■ **Task details**
Echo the following listing back line for line, without changing anything.

(Part of a data file)
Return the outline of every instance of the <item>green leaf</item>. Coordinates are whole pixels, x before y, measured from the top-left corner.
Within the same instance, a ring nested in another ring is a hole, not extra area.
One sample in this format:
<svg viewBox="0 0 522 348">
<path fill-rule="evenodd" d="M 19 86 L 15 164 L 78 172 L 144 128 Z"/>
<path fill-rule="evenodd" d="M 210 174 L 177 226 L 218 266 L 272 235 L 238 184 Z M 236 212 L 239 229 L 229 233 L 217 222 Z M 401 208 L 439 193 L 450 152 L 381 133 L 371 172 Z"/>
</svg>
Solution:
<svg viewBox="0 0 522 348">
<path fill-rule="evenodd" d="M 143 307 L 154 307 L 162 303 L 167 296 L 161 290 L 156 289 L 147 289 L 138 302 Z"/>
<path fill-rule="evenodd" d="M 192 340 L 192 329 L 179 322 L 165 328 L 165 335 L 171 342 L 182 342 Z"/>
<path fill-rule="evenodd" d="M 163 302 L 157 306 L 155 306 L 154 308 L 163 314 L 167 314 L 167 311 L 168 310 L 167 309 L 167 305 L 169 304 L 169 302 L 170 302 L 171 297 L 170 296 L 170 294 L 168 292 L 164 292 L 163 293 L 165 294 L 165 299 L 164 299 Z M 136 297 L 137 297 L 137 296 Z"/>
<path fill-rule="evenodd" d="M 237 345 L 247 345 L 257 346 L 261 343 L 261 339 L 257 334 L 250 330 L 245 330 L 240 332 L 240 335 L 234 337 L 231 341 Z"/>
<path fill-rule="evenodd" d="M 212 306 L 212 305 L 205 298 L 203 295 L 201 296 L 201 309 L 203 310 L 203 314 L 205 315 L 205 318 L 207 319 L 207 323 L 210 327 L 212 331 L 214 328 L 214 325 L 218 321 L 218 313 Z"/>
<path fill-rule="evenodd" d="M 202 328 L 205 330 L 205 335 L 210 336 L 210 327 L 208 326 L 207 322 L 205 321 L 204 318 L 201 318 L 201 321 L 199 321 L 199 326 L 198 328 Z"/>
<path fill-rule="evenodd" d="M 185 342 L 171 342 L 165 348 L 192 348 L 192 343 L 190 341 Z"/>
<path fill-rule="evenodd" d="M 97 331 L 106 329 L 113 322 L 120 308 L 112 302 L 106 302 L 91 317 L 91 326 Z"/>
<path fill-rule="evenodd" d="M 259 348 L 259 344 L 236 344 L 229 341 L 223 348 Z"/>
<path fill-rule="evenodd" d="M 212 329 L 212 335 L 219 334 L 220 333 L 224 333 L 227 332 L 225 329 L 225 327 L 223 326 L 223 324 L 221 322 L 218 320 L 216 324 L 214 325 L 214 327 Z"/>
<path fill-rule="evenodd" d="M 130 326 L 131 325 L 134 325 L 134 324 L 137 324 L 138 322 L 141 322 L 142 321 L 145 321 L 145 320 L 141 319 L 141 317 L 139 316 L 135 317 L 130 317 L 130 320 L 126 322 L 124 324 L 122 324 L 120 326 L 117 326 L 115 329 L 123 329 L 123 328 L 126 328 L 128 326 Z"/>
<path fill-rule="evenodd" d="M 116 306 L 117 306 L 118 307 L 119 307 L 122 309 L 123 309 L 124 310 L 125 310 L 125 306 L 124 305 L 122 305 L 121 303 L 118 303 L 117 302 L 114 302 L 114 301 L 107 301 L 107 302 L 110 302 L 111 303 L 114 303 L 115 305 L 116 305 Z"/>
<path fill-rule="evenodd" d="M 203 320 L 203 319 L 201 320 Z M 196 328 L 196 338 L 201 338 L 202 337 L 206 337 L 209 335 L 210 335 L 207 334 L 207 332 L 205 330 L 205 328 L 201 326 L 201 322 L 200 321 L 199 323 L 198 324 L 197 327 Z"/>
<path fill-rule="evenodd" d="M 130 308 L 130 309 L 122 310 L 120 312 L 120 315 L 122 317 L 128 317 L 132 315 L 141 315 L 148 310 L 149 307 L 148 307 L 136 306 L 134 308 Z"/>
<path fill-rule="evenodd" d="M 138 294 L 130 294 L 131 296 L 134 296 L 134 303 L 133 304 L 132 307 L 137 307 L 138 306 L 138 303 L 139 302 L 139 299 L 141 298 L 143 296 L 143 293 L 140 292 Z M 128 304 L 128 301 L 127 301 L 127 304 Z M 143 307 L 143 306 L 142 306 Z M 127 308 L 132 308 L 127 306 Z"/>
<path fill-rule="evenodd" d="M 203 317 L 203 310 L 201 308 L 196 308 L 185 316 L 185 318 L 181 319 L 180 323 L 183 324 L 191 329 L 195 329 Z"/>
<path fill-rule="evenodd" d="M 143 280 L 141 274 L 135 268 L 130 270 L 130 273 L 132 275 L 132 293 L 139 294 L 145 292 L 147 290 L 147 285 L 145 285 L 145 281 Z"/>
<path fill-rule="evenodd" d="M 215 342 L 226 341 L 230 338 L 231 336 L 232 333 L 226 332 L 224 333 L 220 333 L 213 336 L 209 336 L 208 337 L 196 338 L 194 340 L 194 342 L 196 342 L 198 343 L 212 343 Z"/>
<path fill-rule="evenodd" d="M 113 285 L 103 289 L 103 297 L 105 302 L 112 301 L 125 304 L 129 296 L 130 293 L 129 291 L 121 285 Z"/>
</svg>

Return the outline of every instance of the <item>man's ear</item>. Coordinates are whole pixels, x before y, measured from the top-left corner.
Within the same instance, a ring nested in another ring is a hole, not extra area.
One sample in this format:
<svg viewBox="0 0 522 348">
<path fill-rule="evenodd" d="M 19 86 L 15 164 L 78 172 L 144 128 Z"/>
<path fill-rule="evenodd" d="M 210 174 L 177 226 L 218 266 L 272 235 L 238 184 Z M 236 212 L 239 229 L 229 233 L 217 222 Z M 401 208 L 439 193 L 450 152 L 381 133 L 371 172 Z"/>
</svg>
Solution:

■ **Solution**
Return the outline of every instance of the <item>green leaf</item>. Coordinates are whole pixels, x before y, measured from the top-left corner.
Within the same instance, a ring nested in another ring is a hole, not extra area.
One sample in this format:
<svg viewBox="0 0 522 348">
<path fill-rule="evenodd" d="M 19 86 L 15 164 L 78 172 L 144 128 Z"/>
<path fill-rule="evenodd" d="M 210 174 L 177 226 L 218 266 L 272 235 L 238 184 Z M 236 212 L 239 229 L 229 233 L 217 222 Z M 401 208 L 439 193 L 450 152 L 381 133 L 371 172 Z"/>
</svg>
Solution:
<svg viewBox="0 0 522 348">
<path fill-rule="evenodd" d="M 143 307 L 154 307 L 162 303 L 167 296 L 161 290 L 156 289 L 147 289 L 138 302 Z"/>
<path fill-rule="evenodd" d="M 192 340 L 192 329 L 179 322 L 165 328 L 165 335 L 171 342 L 182 342 Z"/>
<path fill-rule="evenodd" d="M 163 302 L 157 306 L 155 306 L 154 308 L 163 314 L 167 314 L 167 311 L 168 310 L 167 309 L 167 305 L 169 304 L 169 302 L 170 302 L 171 297 L 170 296 L 170 294 L 168 292 L 164 292 L 163 293 L 165 294 L 165 299 L 164 299 Z M 136 297 L 137 297 L 137 296 Z"/>
<path fill-rule="evenodd" d="M 237 345 L 247 345 L 257 346 L 261 343 L 261 339 L 257 334 L 250 330 L 245 330 L 240 332 L 240 335 L 234 337 L 231 341 Z"/>
<path fill-rule="evenodd" d="M 212 306 L 212 305 L 205 298 L 203 295 L 201 296 L 201 309 L 203 310 L 203 314 L 205 315 L 205 318 L 207 319 L 207 323 L 210 327 L 212 331 L 214 328 L 214 325 L 218 321 L 218 313 Z"/>
<path fill-rule="evenodd" d="M 202 328 L 205 330 L 205 335 L 210 336 L 210 327 L 208 326 L 207 322 L 205 321 L 204 318 L 201 318 L 201 321 L 199 321 L 199 326 L 198 328 Z"/>
<path fill-rule="evenodd" d="M 185 342 L 171 342 L 165 348 L 192 348 L 192 343 L 190 341 Z"/>
<path fill-rule="evenodd" d="M 97 331 L 106 329 L 113 322 L 120 308 L 112 302 L 106 302 L 91 317 L 91 326 Z"/>
<path fill-rule="evenodd" d="M 259 348 L 259 344 L 236 344 L 229 341 L 223 348 Z"/>
<path fill-rule="evenodd" d="M 212 329 L 212 335 L 219 334 L 220 333 L 224 333 L 227 332 L 225 329 L 225 327 L 223 326 L 223 324 L 221 322 L 218 320 L 216 324 L 214 325 L 214 327 Z"/>
<path fill-rule="evenodd" d="M 130 326 L 131 325 L 134 325 L 134 324 L 137 324 L 138 322 L 141 322 L 142 321 L 145 321 L 145 320 L 141 319 L 141 317 L 139 316 L 135 317 L 130 317 L 130 320 L 126 322 L 124 324 L 122 324 L 120 326 L 117 326 L 115 329 L 123 329 L 123 328 L 126 328 L 128 326 Z"/>
<path fill-rule="evenodd" d="M 116 306 L 117 306 L 118 307 L 119 307 L 122 309 L 123 309 L 124 310 L 125 310 L 125 306 L 124 305 L 122 305 L 121 303 L 118 303 L 117 302 L 114 302 L 114 301 L 107 301 L 107 302 L 110 302 L 111 303 L 114 303 L 115 305 L 116 305 Z"/>
<path fill-rule="evenodd" d="M 203 320 L 203 319 L 201 320 Z M 196 328 L 196 338 L 201 338 L 202 337 L 206 337 L 209 335 L 210 335 L 207 334 L 207 332 L 205 330 L 205 328 L 201 326 L 201 322 L 200 321 L 199 323 L 198 324 L 197 327 Z"/>
<path fill-rule="evenodd" d="M 130 308 L 130 309 L 122 310 L 120 312 L 120 315 L 122 317 L 128 317 L 132 315 L 141 315 L 148 310 L 149 307 L 148 307 L 136 306 L 134 308 Z"/>
<path fill-rule="evenodd" d="M 138 294 L 130 294 L 131 296 L 134 296 L 134 303 L 133 304 L 132 307 L 137 307 L 138 306 L 138 303 L 139 302 L 139 299 L 141 298 L 143 296 L 143 293 L 140 292 Z M 128 304 L 128 301 L 127 301 L 127 304 Z M 143 307 L 143 306 L 142 306 Z M 127 308 L 132 308 L 127 306 Z"/>
<path fill-rule="evenodd" d="M 203 317 L 203 310 L 201 308 L 196 308 L 185 316 L 185 318 L 181 319 L 180 323 L 183 324 L 191 329 L 195 329 Z"/>
<path fill-rule="evenodd" d="M 143 280 L 141 274 L 135 268 L 130 270 L 130 273 L 132 275 L 132 293 L 139 294 L 145 292 L 147 290 L 147 285 L 145 285 L 145 281 Z"/>
<path fill-rule="evenodd" d="M 215 342 L 226 341 L 230 338 L 231 336 L 232 333 L 226 332 L 224 333 L 220 333 L 213 336 L 209 336 L 208 337 L 196 338 L 194 340 L 194 342 L 196 342 L 198 343 L 212 343 Z"/>
<path fill-rule="evenodd" d="M 113 285 L 103 289 L 103 297 L 105 302 L 112 301 L 125 304 L 129 296 L 130 293 L 129 291 L 121 285 Z"/>
</svg>

Return the outline of every instance of the <item>man's ear</item>. Coordinates are whole pixels, x before y, measured from the top-left corner.
Within the same instance, a ring nested in another ring is a hole, not extra area.
One sample in this format:
<svg viewBox="0 0 522 348">
<path fill-rule="evenodd" d="M 19 86 L 15 164 L 78 172 L 144 128 Z"/>
<path fill-rule="evenodd" d="M 210 174 L 177 226 L 218 266 L 272 235 L 238 184 Z M 236 212 L 239 229 L 229 233 L 217 222 Z M 401 208 L 439 193 L 450 152 L 381 133 L 371 172 Z"/>
</svg>
Solution:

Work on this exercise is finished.